### DIRECTIVE
Copy the listing below, substituting "separated by a comma" for every occurrence of "separated by a space" and leaving all other text unchanged.

***** EXERCISE INPUTS

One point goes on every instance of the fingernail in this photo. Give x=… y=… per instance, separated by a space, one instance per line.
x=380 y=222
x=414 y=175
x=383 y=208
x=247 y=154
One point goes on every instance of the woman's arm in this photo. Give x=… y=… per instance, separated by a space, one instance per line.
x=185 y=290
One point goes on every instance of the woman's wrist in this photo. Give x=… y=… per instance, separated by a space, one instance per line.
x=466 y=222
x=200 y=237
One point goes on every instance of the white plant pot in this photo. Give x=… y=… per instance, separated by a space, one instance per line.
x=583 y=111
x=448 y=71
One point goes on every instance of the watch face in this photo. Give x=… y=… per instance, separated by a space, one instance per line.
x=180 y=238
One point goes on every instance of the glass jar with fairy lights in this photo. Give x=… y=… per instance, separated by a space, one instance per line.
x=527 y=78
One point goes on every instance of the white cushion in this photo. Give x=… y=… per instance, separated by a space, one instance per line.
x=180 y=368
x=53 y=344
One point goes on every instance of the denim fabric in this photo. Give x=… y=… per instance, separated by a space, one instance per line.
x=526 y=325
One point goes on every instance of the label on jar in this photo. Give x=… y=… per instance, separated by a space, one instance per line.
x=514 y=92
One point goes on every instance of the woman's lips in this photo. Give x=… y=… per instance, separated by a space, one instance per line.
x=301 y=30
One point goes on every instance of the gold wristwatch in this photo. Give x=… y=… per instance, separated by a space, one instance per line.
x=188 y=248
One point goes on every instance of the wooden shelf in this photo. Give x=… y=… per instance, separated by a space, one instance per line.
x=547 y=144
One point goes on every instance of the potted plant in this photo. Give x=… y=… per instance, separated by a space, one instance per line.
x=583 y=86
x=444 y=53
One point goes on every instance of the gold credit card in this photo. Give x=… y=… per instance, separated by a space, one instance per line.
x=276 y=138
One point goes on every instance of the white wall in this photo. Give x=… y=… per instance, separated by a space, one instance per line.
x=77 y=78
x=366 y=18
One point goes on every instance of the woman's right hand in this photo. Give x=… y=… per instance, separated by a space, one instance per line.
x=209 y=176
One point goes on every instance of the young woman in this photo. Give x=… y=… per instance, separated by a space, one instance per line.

**********

### THE ANSWER
One point goes on every instance of the fingernail in this photo. Give x=… y=… per instance, separated by a comma, one instance per line.
x=380 y=222
x=414 y=175
x=383 y=208
x=247 y=154
One point goes on every instance of the woman's arm in this photo. Give x=… y=… per instance, separated by a comma, one instance per line.
x=185 y=290
One point goes on every instance of the woman's wrist in this photo. Give x=… y=… per instance, separated by a comma, one instance per line.
x=466 y=222
x=200 y=237
One point goes on every instance of the white plant pot in this photo. Give x=… y=… per instance, separated by a comma, one instance per line.
x=583 y=111
x=448 y=71
One point goes on every instance of the watch face in this photo. Give x=… y=… per instance, separated by a comma, one instance per line.
x=180 y=238
One point goes on every instance of the glass jar with fairy lights in this photo. Give x=… y=… per instance, separated by a comma, one instance per line.
x=527 y=78
One point goes on every instance of the white cushion in this photo. Give x=… y=… per instance, separated by a comma, one instance per line.
x=180 y=368
x=53 y=344
One point goes on every instance of the denim fabric in this photo. Give x=… y=… per instance, separated by a comma, one instance per line.
x=526 y=325
One point goes on every instance of the label on jar in this photo. Give x=… y=… per instance, separated by a comma, one instance per line.
x=514 y=92
One point goes on every instance of the woman's lips in this photo. Give x=… y=… per instance, separated by a comma, one instance per line.
x=301 y=30
One point goes on every instance of the gold wristwatch in this photo. Give x=… y=… per instance, separated by a comma, one instance per line.
x=188 y=248
One point goes on every instance of the wooden shelf in this photo. Give x=… y=… per instance, separated by a comma, one instance per line.
x=547 y=144
One point goes on every instance of the potted plant in this photo. Give x=… y=… per instance, separated by a comma, one instance per line.
x=583 y=86
x=444 y=53
One point goes on every instance of the gold credit card in this photo. Give x=… y=… per instance, separated by a comma, one instance per line.
x=276 y=138
One point goes on every instance of the white wall in this photo. Give x=… y=… per instance, separated by a comma, one instance per line.
x=77 y=78
x=366 y=18
One point goes on every instance of the woman's right hand in this photo. Give x=… y=… per instance, separated by a comma, one instance per line.
x=209 y=176
One point goes on every instance of the young woman in this photo. Give x=… y=… per instance, separated by a comma, one instance per line.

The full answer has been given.